Written request: Put the lines of the listing below into a numbered list, starting at the line containing "form: x=382 y=32." and ending at the line containing "Query: brown leaves background". Leave out any blank lines.

Data:

----------------------------------------

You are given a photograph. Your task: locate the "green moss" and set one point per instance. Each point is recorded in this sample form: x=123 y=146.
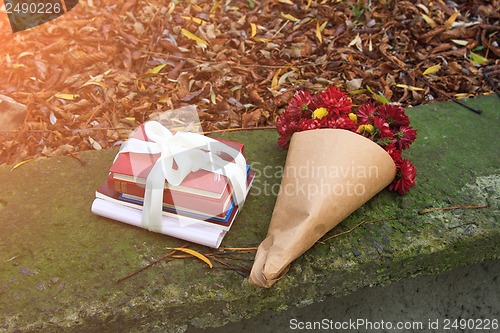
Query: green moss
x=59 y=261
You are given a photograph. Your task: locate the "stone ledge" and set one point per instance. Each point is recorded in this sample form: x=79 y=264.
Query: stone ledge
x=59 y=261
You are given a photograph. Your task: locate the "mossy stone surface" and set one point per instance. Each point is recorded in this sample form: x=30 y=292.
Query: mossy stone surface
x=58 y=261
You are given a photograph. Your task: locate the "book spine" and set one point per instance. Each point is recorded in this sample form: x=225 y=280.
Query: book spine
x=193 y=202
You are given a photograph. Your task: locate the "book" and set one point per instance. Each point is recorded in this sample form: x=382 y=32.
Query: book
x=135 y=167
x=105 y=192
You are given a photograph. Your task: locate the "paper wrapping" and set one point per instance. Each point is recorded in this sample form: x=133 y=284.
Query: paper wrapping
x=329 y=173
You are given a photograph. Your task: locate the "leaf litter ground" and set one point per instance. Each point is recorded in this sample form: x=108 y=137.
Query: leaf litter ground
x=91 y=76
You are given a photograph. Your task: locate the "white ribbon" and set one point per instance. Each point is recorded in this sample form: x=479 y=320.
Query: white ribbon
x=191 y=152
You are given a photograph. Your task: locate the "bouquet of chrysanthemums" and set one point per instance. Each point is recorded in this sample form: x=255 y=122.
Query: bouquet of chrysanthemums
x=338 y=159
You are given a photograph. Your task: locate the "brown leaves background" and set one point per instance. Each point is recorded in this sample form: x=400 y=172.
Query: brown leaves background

----------------------------------------

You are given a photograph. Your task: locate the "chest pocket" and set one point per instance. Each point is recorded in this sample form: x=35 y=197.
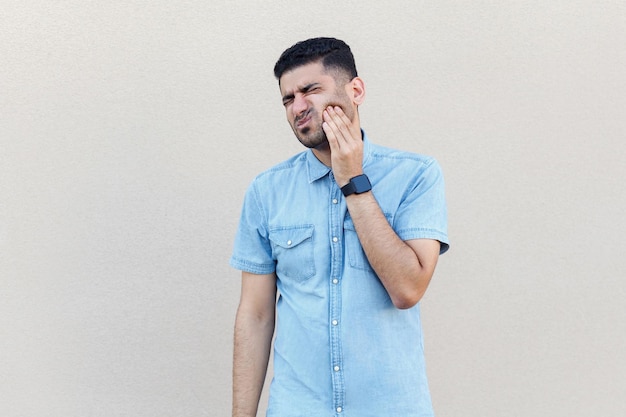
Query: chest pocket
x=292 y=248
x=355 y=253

----------------------------------------

Result of this task:
1. You are given a photograph. Your task: locate the "book" and set one point per instance. Each point is recorded in this sample form: x=382 y=32.
2. Query: book
3. x=135 y=167
4. x=105 y=192
5. You are given a photograph. Your task: locate the "paper wrapping" and set one point per instance. Each point is recorded in this sample form: x=133 y=284.
6. Query: paper wrapping
7. x=329 y=173
8. You are given a photograph. Your task: locate the "leaf litter ground" and set one point per instance. Each point is recorded in this sample form: x=108 y=137.
9. Query: leaf litter ground
10. x=91 y=76
11. You are given a photograph. Your task: locate the "white ribbon" and set one point per instance. Each point is recorded in this sample form: x=479 y=320.
12. Query: white ribbon
13. x=191 y=152
14. You are given a photograph. Your task: locate the "bouquet of chrysanthemums" and set one point per instance. Each point is recorded in this sample form: x=255 y=122.
15. Query: bouquet of chrysanthemums
16. x=338 y=159
17. You are given a photograph. Your task: locate the "brown leaves background" and set one point per instance. Each point is recorded in this sample form: x=400 y=172.
18. Query: brown leaves background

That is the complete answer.